### DOCUMENT EXTRACT
··········

Yield 4 servings (serving size: 3/4 cup chicken mixture, 3/4 cup couscous, and 1 tablespoon cilantro)

Ingredients

  • 1 cup water
  • 1 (14-ounce) can light coconut milk, divided
  • 1 teaspoon salt, divided
  • 1 cup uncooked couscous
  • 1 tablespoon all-purpose flour
  • 1 tablespoon curry powder
  • 1 pound skinned, boned chicken breast, cut into 1/2-inch strips
  • 2 teaspoons vegetable oil
  • 1 cup julienne-cut carrot
  • 1/3 cup raisins
  • 1/4 cup chopped fresh cilantro

Nutrition Information

  • calories 396
  • caloriesfromfat 22 %
  • fat 9.6 g
  • satfat 5.6 g
  • monofat 1.3 g
  • polyfat 1.6 g
  • protein 32 g
  • carbohydrate 45.2 g
  • fiber 3.4 g
  • cholesterol 66 mg
  • iron 3.4 mg
  • sodium 716 mg
  • calcium 39 mg

How to Make It

  1. Combine the water, 3/4 cup coconut milk, and 1/2 teaspoon salt in a medium saucepan. Bring to a boil; gradually stir in couscous. Remove from heat; cover and let stand 5 minutes. Fluff with a fork.

··········

[Items from a collection]
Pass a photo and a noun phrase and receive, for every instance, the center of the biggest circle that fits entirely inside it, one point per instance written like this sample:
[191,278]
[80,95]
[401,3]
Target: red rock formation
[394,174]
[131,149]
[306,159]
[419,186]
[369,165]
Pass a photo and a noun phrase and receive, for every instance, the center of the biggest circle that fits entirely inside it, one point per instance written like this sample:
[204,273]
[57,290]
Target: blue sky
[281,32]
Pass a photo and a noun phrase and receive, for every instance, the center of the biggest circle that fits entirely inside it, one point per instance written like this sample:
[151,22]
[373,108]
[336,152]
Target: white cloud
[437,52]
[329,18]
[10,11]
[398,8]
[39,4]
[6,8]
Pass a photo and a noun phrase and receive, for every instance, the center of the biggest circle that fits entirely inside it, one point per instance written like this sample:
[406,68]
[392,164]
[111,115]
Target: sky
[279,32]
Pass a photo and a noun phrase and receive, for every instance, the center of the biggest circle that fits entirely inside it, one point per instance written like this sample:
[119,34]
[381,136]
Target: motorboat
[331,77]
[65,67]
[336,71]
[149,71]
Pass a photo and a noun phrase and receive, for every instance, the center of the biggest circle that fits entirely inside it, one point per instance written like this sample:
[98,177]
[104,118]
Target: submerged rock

··········

### EXPLORE THE MATERIAL
a – From the recipe, extract the stretch from "How to Make" through "with a fork.".
b – Answer these questions about the recipe:
(i) How many servings does it yield?
(ii) How much protein does the nutrition information list?
(iii) How long should the covered couscous stand after being removed from the heat?

### EXPECTED RESULTS
a –
How to Make It

  1. Combine the water, 3/4 cup coconut milk, and 1/2 teaspoon salt in a medium saucepan. Bring to a boil; gradually stir in couscous. Remove from heat; cover and let stand 5 minutes. Fluff with a fork.

b –
(i) It yields 4 servings.
(ii) It lists 32 g of protein.
(iii) It should stand for 5 minutes.